● **Set of tasks**:
A - Return the part of the dream tending article from "Remember when your" to "for their nightmare.", copied word for word.
B - Summarize the dream tending article in two sentences.
C - Answer these questions from the dream tending article:
(i) Who wrote Happy Parents, Happy Kids: How to Stop Yelling and Start Connecting?
(ii) How many times a day does Markham say to hug your child?
(iii) What is the title of Dr. Stephen Aizenstat's book?
-- Start of Text section --
When our children are little, there is a sort of magic to our love for them. They depend on us for everything and look at us with pure adoration. When they grow older, though, the relationship between parent and child changes as the child gains independence. Over the years, the parent-child relationship can become strained and uncomfortable — or just not as close as it once was. Dream Tending tools can help you recapture the closeness you once shared with your child and help you navigate the inevitable changes in the parent-child relationship.

When the Parent-Child Relationship Is Strained

Laurie Markham, author of Happy Parents, Happy Kids: How to Stop Yelling and Start Connecting, notes that both children and parents crave a connection with each other. In a blog post for Psychology Today, she laid out 10 habits to help strengthen and maintain that vital connection with your children. Hug your child at least 12 times a day, she says, and make time to play and talk one-on-one. But what if your relationship with your child—of any age—is already strained and you’re feeling helpless to heal it? Many of the “habits” that Markham suggests fit naturally with the principles of dream tending as a shared practice.

In his book Dream Tending: Awakening to the Healing Power of Dreams, Dr. Stephen Aizenstat talks about tending the Sacred Marriage and repairing relationships between couples, but much of what he says can be applied to the other important relationships in your life—and which relationships in your life are more important than the one between parent and child?

Reconnecting With Your Children Through Sharing Dreams

Remember when your children were little and they’d wake from a nightmare? Think about how you interacted with your child in those moments. Most parents instinctively follow the advice offered by experts on child development: be there in the moment, offer comfort, explain what happened and help your child go back to sleep. One of the most important steps, suggested by Dr. Elana Ben-Joseph, occurs in the morning: listen to your children’s dreams without judgment, let them talk it through, encourage them to draw or write about the dream and even to imagine a new ending for their nightmare.
-- End of Text section --
-- Start of Collected data --
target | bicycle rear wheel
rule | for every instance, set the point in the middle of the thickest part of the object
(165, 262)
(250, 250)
-- End of Collected data --
● **The responses**:
A -
Remember when your children were little and they’d wake from a nightmare? Think about how you interacted with your child in those moments. Most parents instinctively follow the advice offered by experts on child development: be there in the moment, offer comfort, explain what happened and help your child go back to sleep. One of the most important steps, suggested by Dr. Elana Ben-Joseph, occurs in the morning: listen to your children’s dreams without judgment, let them talk it through, encourage them to draw or write about the dream and even to imagine a new ending for their nightmare.

B - Dream Tending tools can help parents recapture closeness with their children and handle the changes in a parent-child relationship that grows strained or less close over time. Many of Laurie Markham's habits for connecting with children fit dream tending as a shared practice, and Dr. Elana Ben-Joseph names listening to children's dreams without judgment in the morning as one of the most important steps.

C -
(i) Laurie Markham
(ii) At least 12 times a day
(iii) Dream Tending: Awakening to the Healing Power of Dreams